## [PROVIDED TEXT]
+ + + + +
Monday, April 24, 2017

What do you mean by state succession? Write about rights and duties arising out of state succession

What is state succession-
Succession is merger or absorption of one state by another state or states. The state succession is distinguished from gout succession. When succession take place than a state loses fully or a part of it’s territory; while in government has been changed.
               A succession of international person (generally states) occurs when one or more international person take place of another international person take place of another international person fully or partly and all the right and liabilities also transfer during the succession.
               Art 2 (1) (b) of the Vienna convention on succession of states in respect of treaties in 1978 defines the term ‘state succession” as,” the replacement of one state by another in the responsibility of the international relation of territory”.
                The rule of state succession was incorporated from the Roman law by Grotious. In Roman law when a person dies his rights and duties are succeeded by his successors. This principle was applied by Grotious in the International law as well. Later on there were certain international treaties through which the rules of state succession were developed. The law of state succession is still developing.

Right and duties arising out state succession

  1. Political Right and duties: No succession take place in respect of political duties and rights. Hence the succeeding state is not bound by the political treaties of the former state. State is not bound by the treaties of place or neutrality entered by the extinct state.
  2. Local right and duties: When any succession take place local right and duties. i.e. right relating to land, rivers, roads, railways etc. Also succeed from extinct (predecessor) state to succeeding state.                                                                                                           
                     Permanent court of International Justice” held that private rights do not end by the changes of sovereignty.
3. Fiscal property debts: when one or more international person (state) take place of another person is called state succession; in state succession fiscal property debts also transferred from extinct state to successor state.
4. Contracts: Predecessor state entered into contract, now whether the successor state is bound by that or not.
+ + + + +
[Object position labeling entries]
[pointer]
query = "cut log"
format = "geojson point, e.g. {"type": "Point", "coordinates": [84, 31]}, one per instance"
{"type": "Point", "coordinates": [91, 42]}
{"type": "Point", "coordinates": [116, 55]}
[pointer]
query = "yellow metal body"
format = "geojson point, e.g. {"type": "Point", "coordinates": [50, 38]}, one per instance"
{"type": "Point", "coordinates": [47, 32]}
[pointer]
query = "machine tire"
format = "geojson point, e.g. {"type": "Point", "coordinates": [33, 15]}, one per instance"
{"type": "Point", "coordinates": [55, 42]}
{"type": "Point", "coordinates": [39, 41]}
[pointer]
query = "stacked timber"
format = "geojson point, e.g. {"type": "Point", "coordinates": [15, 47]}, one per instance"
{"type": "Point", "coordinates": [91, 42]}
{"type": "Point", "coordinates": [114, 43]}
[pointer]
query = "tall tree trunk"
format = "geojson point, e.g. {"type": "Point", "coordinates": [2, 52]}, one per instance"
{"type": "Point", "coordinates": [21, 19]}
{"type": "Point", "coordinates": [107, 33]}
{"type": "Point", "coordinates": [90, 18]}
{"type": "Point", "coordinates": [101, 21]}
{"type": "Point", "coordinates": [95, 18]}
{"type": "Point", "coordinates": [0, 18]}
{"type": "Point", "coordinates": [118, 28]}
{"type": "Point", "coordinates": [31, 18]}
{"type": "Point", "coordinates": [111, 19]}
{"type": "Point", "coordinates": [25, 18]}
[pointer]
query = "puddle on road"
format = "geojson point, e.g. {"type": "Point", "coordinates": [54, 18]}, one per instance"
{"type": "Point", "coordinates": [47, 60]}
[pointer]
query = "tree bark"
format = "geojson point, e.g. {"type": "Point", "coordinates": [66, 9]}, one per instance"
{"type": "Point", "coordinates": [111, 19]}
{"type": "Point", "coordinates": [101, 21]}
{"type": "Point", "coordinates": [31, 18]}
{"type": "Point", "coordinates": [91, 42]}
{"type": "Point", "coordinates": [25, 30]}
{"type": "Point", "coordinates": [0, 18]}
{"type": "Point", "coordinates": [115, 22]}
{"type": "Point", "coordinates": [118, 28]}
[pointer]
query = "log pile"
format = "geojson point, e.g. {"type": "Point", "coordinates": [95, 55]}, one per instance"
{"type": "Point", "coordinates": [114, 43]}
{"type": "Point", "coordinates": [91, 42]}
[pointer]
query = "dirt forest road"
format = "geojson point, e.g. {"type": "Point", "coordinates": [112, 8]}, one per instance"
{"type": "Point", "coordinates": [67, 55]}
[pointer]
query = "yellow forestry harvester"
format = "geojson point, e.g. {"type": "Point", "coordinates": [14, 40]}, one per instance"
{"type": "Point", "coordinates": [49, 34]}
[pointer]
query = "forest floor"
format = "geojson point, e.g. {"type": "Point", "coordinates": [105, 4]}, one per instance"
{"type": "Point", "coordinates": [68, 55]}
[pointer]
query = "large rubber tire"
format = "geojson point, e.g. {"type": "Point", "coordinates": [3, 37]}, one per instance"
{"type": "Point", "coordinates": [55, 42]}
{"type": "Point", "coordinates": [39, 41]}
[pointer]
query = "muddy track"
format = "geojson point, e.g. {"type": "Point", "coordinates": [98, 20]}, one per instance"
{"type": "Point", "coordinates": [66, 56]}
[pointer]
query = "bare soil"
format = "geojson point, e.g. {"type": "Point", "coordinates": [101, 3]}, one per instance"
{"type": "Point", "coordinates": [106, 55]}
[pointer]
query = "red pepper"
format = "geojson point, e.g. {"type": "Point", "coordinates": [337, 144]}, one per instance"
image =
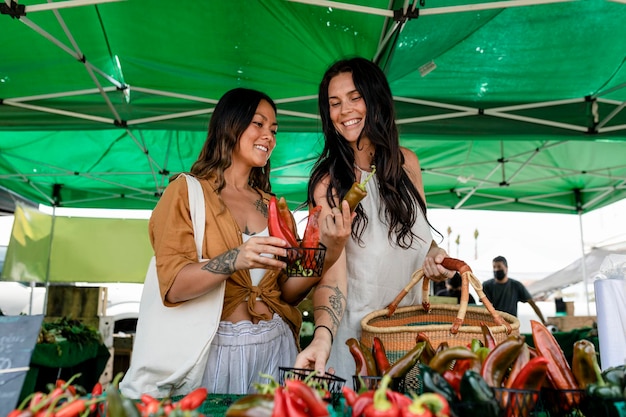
{"type": "Point", "coordinates": [194, 399]}
{"type": "Point", "coordinates": [428, 404]}
{"type": "Point", "coordinates": [559, 372]}
{"type": "Point", "coordinates": [522, 359]}
{"type": "Point", "coordinates": [315, 404]}
{"type": "Point", "coordinates": [295, 406]}
{"type": "Point", "coordinates": [311, 238]}
{"type": "Point", "coordinates": [349, 394]}
{"type": "Point", "coordinates": [530, 378]}
{"type": "Point", "coordinates": [500, 359]}
{"type": "Point", "coordinates": [398, 399]}
{"type": "Point", "coordinates": [380, 356]}
{"type": "Point", "coordinates": [381, 406]}
{"type": "Point", "coordinates": [276, 226]}
{"type": "Point", "coordinates": [71, 408]}
{"type": "Point", "coordinates": [360, 361]}
{"type": "Point", "coordinates": [280, 405]}
{"type": "Point", "coordinates": [287, 216]}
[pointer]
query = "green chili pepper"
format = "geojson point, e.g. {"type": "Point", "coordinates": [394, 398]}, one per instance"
{"type": "Point", "coordinates": [403, 365]}
{"type": "Point", "coordinates": [474, 389]}
{"type": "Point", "coordinates": [435, 382]}
{"type": "Point", "coordinates": [254, 405]}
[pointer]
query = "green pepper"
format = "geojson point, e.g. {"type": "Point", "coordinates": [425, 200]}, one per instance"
{"type": "Point", "coordinates": [435, 382]}
{"type": "Point", "coordinates": [605, 392]}
{"type": "Point", "coordinates": [615, 375]}
{"type": "Point", "coordinates": [403, 365]}
{"type": "Point", "coordinates": [585, 364]}
{"type": "Point", "coordinates": [357, 192]}
{"type": "Point", "coordinates": [474, 389]}
{"type": "Point", "coordinates": [254, 405]}
{"type": "Point", "coordinates": [130, 408]}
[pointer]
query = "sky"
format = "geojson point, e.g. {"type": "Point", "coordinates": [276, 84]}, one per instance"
{"type": "Point", "coordinates": [535, 244]}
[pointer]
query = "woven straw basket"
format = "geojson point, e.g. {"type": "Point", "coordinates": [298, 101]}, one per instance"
{"type": "Point", "coordinates": [398, 332]}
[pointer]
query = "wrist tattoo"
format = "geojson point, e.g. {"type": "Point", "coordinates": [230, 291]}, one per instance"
{"type": "Point", "coordinates": [223, 264]}
{"type": "Point", "coordinates": [335, 309]}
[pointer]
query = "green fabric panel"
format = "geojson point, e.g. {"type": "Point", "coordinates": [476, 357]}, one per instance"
{"type": "Point", "coordinates": [82, 250]}
{"type": "Point", "coordinates": [29, 245]}
{"type": "Point", "coordinates": [100, 250]}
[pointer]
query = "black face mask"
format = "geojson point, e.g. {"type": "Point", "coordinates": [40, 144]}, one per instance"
{"type": "Point", "coordinates": [499, 274]}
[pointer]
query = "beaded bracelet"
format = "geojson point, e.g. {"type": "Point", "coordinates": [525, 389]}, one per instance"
{"type": "Point", "coordinates": [327, 328]}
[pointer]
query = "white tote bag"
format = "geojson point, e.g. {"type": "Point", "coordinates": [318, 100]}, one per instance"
{"type": "Point", "coordinates": [172, 344]}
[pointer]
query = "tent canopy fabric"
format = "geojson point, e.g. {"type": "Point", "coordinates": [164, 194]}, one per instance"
{"type": "Point", "coordinates": [573, 273]}
{"type": "Point", "coordinates": [512, 105]}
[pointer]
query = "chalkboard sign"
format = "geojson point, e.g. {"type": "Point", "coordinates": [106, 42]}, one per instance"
{"type": "Point", "coordinates": [18, 336]}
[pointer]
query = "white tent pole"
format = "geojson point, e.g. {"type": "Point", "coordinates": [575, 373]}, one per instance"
{"type": "Point", "coordinates": [64, 5]}
{"type": "Point", "coordinates": [611, 115]}
{"type": "Point", "coordinates": [45, 299]}
{"type": "Point", "coordinates": [584, 266]}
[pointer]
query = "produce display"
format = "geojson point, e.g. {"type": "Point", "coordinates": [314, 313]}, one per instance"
{"type": "Point", "coordinates": [65, 399]}
{"type": "Point", "coordinates": [484, 378]}
{"type": "Point", "coordinates": [508, 378]}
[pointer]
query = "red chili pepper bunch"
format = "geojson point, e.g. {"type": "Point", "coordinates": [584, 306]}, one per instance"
{"type": "Point", "coordinates": [296, 398]}
{"type": "Point", "coordinates": [384, 402]}
{"type": "Point", "coordinates": [185, 407]}
{"type": "Point", "coordinates": [282, 224]}
{"type": "Point", "coordinates": [63, 400]}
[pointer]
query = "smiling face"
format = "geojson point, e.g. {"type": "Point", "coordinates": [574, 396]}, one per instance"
{"type": "Point", "coordinates": [347, 107]}
{"type": "Point", "coordinates": [259, 139]}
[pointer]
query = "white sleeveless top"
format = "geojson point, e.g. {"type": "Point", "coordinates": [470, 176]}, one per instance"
{"type": "Point", "coordinates": [257, 273]}
{"type": "Point", "coordinates": [377, 272]}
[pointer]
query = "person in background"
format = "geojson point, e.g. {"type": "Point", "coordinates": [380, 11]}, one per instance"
{"type": "Point", "coordinates": [504, 292]}
{"type": "Point", "coordinates": [453, 289]}
{"type": "Point", "coordinates": [391, 237]}
{"type": "Point", "coordinates": [259, 326]}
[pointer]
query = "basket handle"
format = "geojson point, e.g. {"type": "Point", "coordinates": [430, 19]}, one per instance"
{"type": "Point", "coordinates": [467, 277]}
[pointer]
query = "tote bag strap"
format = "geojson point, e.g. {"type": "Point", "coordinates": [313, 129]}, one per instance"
{"type": "Point", "coordinates": [197, 210]}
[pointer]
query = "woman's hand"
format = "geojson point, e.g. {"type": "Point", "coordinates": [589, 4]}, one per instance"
{"type": "Point", "coordinates": [432, 267]}
{"type": "Point", "coordinates": [314, 356]}
{"type": "Point", "coordinates": [261, 252]}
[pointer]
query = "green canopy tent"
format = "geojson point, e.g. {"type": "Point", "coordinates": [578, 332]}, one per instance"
{"type": "Point", "coordinates": [510, 105]}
+ + + + +
## [EXERCISE PROMPT]
Render this sentence from the state succession text above in Spanish: "In Roman law when a person dies his rights and duties are succeeded by his successors."

## [SOLUTION]
En el derecho romano, cuando una persona muere, sus derechos y deberes pasan a sus sucesores.